*** Data section Section Begins ***

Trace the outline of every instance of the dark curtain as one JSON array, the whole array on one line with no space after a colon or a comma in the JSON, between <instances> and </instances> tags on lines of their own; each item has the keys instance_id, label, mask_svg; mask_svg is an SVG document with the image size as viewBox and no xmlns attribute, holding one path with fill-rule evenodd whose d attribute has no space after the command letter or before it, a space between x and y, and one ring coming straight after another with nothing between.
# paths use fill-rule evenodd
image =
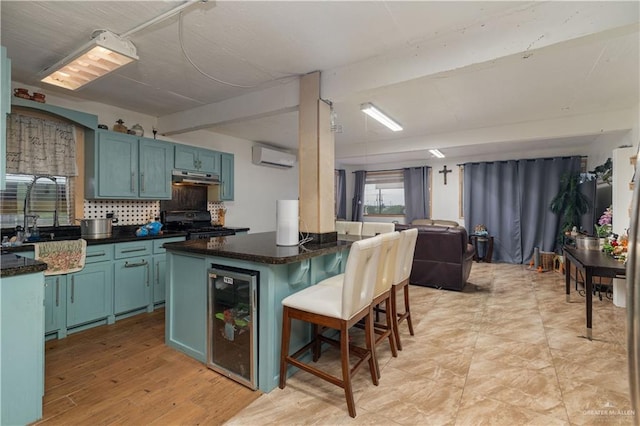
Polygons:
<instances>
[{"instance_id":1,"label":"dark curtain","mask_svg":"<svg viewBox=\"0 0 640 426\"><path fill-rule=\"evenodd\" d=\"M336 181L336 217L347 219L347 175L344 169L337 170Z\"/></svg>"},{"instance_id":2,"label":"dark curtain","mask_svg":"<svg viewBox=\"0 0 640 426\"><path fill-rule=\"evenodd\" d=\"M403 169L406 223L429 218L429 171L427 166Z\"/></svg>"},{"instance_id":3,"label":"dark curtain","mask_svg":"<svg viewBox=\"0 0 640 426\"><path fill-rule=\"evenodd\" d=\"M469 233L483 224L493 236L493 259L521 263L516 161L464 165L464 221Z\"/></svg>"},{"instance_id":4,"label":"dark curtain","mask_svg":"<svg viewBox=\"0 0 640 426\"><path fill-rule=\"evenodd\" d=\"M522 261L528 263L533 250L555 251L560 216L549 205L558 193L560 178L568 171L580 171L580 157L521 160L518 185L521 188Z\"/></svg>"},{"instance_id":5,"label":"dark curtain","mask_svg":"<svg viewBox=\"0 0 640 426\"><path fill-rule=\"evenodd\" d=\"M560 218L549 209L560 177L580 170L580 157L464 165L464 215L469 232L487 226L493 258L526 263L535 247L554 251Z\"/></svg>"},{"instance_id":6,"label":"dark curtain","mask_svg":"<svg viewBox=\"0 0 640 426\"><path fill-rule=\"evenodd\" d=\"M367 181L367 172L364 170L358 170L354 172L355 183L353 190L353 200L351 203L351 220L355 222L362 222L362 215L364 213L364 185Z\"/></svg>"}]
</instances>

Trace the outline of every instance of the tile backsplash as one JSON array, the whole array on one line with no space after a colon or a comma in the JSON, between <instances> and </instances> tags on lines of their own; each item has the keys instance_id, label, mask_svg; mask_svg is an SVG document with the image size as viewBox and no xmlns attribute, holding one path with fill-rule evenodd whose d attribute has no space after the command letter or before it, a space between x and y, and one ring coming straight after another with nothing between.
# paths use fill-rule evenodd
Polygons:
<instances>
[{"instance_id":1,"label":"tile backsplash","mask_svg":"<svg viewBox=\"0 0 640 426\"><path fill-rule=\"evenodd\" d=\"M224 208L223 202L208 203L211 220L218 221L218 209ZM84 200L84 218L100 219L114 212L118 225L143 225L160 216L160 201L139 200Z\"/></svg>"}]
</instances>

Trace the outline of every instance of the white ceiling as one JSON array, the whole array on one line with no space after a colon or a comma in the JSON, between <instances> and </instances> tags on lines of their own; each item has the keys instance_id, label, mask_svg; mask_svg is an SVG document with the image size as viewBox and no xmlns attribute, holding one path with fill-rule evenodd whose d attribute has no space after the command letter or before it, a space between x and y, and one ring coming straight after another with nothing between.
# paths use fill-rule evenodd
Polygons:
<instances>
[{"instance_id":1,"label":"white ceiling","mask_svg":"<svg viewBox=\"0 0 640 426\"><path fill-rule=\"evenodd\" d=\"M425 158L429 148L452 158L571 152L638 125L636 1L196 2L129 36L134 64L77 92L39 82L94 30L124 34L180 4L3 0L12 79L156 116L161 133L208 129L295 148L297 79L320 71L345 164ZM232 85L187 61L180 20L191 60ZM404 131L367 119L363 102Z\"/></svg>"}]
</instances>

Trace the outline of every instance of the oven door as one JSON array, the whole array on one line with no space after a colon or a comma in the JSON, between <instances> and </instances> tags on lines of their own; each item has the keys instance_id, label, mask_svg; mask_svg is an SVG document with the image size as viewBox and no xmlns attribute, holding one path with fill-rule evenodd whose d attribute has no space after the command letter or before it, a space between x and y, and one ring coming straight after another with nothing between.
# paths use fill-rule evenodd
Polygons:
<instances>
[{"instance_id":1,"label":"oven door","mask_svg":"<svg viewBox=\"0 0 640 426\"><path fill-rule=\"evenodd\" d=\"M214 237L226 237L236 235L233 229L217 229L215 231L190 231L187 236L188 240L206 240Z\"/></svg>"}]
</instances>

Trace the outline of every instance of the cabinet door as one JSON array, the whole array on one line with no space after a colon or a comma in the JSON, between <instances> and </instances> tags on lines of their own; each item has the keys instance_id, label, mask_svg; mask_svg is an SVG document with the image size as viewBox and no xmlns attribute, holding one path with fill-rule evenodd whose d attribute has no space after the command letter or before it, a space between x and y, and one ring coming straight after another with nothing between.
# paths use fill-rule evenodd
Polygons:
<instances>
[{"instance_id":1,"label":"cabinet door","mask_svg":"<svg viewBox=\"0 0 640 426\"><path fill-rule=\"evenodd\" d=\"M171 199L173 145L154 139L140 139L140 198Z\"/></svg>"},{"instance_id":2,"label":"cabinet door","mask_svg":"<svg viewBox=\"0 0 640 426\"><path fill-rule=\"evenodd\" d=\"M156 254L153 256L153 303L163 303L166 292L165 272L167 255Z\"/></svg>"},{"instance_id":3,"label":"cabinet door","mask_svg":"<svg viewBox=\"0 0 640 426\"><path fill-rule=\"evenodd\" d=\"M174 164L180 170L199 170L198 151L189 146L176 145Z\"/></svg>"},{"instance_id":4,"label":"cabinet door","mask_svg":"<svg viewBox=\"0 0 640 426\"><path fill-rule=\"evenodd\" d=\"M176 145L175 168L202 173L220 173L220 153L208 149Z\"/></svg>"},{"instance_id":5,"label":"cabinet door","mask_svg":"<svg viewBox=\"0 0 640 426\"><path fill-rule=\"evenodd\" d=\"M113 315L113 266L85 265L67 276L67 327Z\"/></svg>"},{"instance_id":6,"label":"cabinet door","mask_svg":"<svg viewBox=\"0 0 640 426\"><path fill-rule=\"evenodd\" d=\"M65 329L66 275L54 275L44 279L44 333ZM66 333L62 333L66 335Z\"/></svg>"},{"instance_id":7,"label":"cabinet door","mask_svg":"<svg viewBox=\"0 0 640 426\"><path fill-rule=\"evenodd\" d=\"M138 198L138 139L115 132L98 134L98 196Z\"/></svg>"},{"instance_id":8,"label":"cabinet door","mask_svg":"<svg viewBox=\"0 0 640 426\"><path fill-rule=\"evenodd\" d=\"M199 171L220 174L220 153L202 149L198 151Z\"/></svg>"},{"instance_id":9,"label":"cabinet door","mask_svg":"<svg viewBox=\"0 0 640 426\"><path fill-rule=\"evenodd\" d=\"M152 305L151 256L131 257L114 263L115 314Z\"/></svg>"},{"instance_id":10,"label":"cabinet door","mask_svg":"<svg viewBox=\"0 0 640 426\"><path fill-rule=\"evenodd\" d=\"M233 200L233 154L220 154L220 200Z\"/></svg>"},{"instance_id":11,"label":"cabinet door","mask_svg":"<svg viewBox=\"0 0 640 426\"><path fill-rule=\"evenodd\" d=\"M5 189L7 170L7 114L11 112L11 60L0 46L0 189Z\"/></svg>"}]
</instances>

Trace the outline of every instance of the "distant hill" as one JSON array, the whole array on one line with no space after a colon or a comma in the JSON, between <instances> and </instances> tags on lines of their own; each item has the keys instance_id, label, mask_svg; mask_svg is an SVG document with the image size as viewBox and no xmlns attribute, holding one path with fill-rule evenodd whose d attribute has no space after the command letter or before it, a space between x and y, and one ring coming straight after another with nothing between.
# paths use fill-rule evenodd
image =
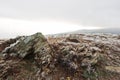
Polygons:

*** Data section Section Ends ***

All records should be output exactly, with the pictures left out.

Written solution -
Trace the outline of every instance of the dark curtain as one JSON array, the whole array on one line with no space after a colon or a comma in the JSON, between <instances> and </instances> tags on lines of their own; each item has the keys instance_id, label, mask_svg; mask_svg is an SVG document with the image size as viewBox and no xmlns attribute, holding one path with fill-rule evenodd whose d attribute has no space after the command letter or before it, a space between x and y, and one ring coming straight after another with nothing between.
# paths use fill-rule evenodd
image =
Polygons:
<instances>
[{"instance_id":1,"label":"dark curtain","mask_svg":"<svg viewBox=\"0 0 640 426\"><path fill-rule=\"evenodd\" d=\"M336 181L336 217L347 219L347 175L344 169L337 170Z\"/></svg>"},{"instance_id":2,"label":"dark curtain","mask_svg":"<svg viewBox=\"0 0 640 426\"><path fill-rule=\"evenodd\" d=\"M403 169L406 223L429 218L429 171L427 166Z\"/></svg>"},{"instance_id":3,"label":"dark curtain","mask_svg":"<svg viewBox=\"0 0 640 426\"><path fill-rule=\"evenodd\" d=\"M469 233L483 224L493 236L493 259L521 263L516 161L464 165L464 221Z\"/></svg>"},{"instance_id":4,"label":"dark curtain","mask_svg":"<svg viewBox=\"0 0 640 426\"><path fill-rule=\"evenodd\" d=\"M522 261L528 263L533 250L555 251L560 216L549 205L558 193L560 178L568 171L580 171L580 157L521 160L518 185L521 188Z\"/></svg>"},{"instance_id":5,"label":"dark curtain","mask_svg":"<svg viewBox=\"0 0 640 426\"><path fill-rule=\"evenodd\" d=\"M560 218L549 209L560 177L580 170L580 157L464 165L464 215L469 232L487 226L493 258L526 263L535 247L554 251Z\"/></svg>"},{"instance_id":6,"label":"dark curtain","mask_svg":"<svg viewBox=\"0 0 640 426\"><path fill-rule=\"evenodd\" d=\"M367 181L367 172L364 170L358 170L354 172L355 183L353 190L353 200L351 203L351 220L355 222L362 222L362 215L364 213L364 185Z\"/></svg>"}]
</instances>

Trace the outline of every instance of the tile backsplash as one JSON array, the whole array on one line with no space after a colon or a comma in the JSON, between <instances> and </instances> tags on lines of their own; each item has the keys instance_id, label, mask_svg; mask_svg is an SVG document with the image size as viewBox and no xmlns attribute, holding one path with fill-rule evenodd whose d attribute has no space after the command letter or before it, a space between x and y, and one ring coming straight after another with nothing between.
# paths use fill-rule evenodd
Polygons:
<instances>
[{"instance_id":1,"label":"tile backsplash","mask_svg":"<svg viewBox=\"0 0 640 426\"><path fill-rule=\"evenodd\" d=\"M224 208L223 202L208 203L211 220L218 221L218 209ZM84 200L84 218L100 219L114 212L118 225L143 225L160 216L160 201L139 200Z\"/></svg>"}]
</instances>

Trace the outline of every instance of the white ceiling as one JSON array, the whole array on one line with no space after a colon or a comma in the JSON, between <instances> and </instances> tags on lines of their own; each item has the keys instance_id, label, mask_svg; mask_svg is an SVG document with the image size as viewBox and no xmlns attribute, holding one path with fill-rule evenodd whose d attribute has no space after the command letter or before it, a space between x and y, and one ring coming straight after another with nothing between.
# paths use fill-rule evenodd
Polygons:
<instances>
[{"instance_id":1,"label":"white ceiling","mask_svg":"<svg viewBox=\"0 0 640 426\"><path fill-rule=\"evenodd\" d=\"M425 158L429 148L452 158L571 152L638 125L636 1L196 2L129 36L134 64L77 92L39 82L94 30L124 34L180 4L3 0L12 79L156 116L161 133L208 129L295 148L297 79L320 71L345 164ZM232 85L187 61L180 20L191 60ZM404 131L367 119L363 102Z\"/></svg>"}]
</instances>

Trace the outline of every instance of the oven door as one JSON array, the whole array on one line with no space after a colon or a comma in the JSON, between <instances> and </instances> tags on lines of their own; each item has the keys instance_id, label, mask_svg; mask_svg is an SVG document with the image size as viewBox and no xmlns attribute, holding one path with fill-rule evenodd whose d attribute has no space after the command letter or before it, a space between x and y, and one ring coming straight after another with nothing between.
# paths use fill-rule evenodd
Polygons:
<instances>
[{"instance_id":1,"label":"oven door","mask_svg":"<svg viewBox=\"0 0 640 426\"><path fill-rule=\"evenodd\" d=\"M214 237L226 237L236 235L233 229L217 229L215 231L190 231L187 236L188 240L206 240Z\"/></svg>"}]
</instances>

Trace the outline of every instance of the cabinet door as one JSON array, the whole array on one line with no space after a colon or a comma in the JSON, between <instances> and </instances> tags on lines of their own; each item has the keys instance_id, label, mask_svg; mask_svg is an SVG document with the image size as viewBox and no xmlns attribute, holding one path with fill-rule evenodd whose d attribute has no space after the command letter or before it, a space between x and y, and one ring coming straight after another with nothing between.
# paths use fill-rule evenodd
Polygons:
<instances>
[{"instance_id":1,"label":"cabinet door","mask_svg":"<svg viewBox=\"0 0 640 426\"><path fill-rule=\"evenodd\" d=\"M171 199L173 145L154 139L140 139L140 198Z\"/></svg>"},{"instance_id":2,"label":"cabinet door","mask_svg":"<svg viewBox=\"0 0 640 426\"><path fill-rule=\"evenodd\" d=\"M156 254L153 256L153 303L163 303L166 292L165 272L167 255Z\"/></svg>"},{"instance_id":3,"label":"cabinet door","mask_svg":"<svg viewBox=\"0 0 640 426\"><path fill-rule=\"evenodd\" d=\"M174 164L180 170L199 170L198 151L189 146L176 145Z\"/></svg>"},{"instance_id":4,"label":"cabinet door","mask_svg":"<svg viewBox=\"0 0 640 426\"><path fill-rule=\"evenodd\" d=\"M176 145L175 168L202 173L220 173L220 153L208 149Z\"/></svg>"},{"instance_id":5,"label":"cabinet door","mask_svg":"<svg viewBox=\"0 0 640 426\"><path fill-rule=\"evenodd\" d=\"M113 315L113 266L85 265L67 276L67 327Z\"/></svg>"},{"instance_id":6,"label":"cabinet door","mask_svg":"<svg viewBox=\"0 0 640 426\"><path fill-rule=\"evenodd\" d=\"M65 329L66 275L54 275L44 279L44 333ZM66 333L62 333L66 335Z\"/></svg>"},{"instance_id":7,"label":"cabinet door","mask_svg":"<svg viewBox=\"0 0 640 426\"><path fill-rule=\"evenodd\" d=\"M138 198L138 139L115 132L98 134L98 196Z\"/></svg>"},{"instance_id":8,"label":"cabinet door","mask_svg":"<svg viewBox=\"0 0 640 426\"><path fill-rule=\"evenodd\" d=\"M199 171L220 174L220 153L202 149L198 151Z\"/></svg>"},{"instance_id":9,"label":"cabinet door","mask_svg":"<svg viewBox=\"0 0 640 426\"><path fill-rule=\"evenodd\" d=\"M152 305L151 256L131 257L114 263L115 314Z\"/></svg>"},{"instance_id":10,"label":"cabinet door","mask_svg":"<svg viewBox=\"0 0 640 426\"><path fill-rule=\"evenodd\" d=\"M233 200L233 154L220 154L220 200Z\"/></svg>"},{"instance_id":11,"label":"cabinet door","mask_svg":"<svg viewBox=\"0 0 640 426\"><path fill-rule=\"evenodd\" d=\"M5 189L7 170L7 114L11 112L11 60L0 46L0 189Z\"/></svg>"}]
</instances>

Trace the outline of every instance of the "distant hill" as one JSON array, the whole array on one line with no space after a colon or a comma in the JSON, between <instances> and </instances> tags on lines of their own; each item has the keys instance_id, label, mask_svg; mask_svg is an SVG document with the image size as viewBox and no xmlns attribute, holding one path with fill-rule evenodd whose d attribute has no space after the command letter or before it, a space between x and y, and one ring coming straight after another with nothing between.
# paths use fill-rule evenodd
image =
Polygons:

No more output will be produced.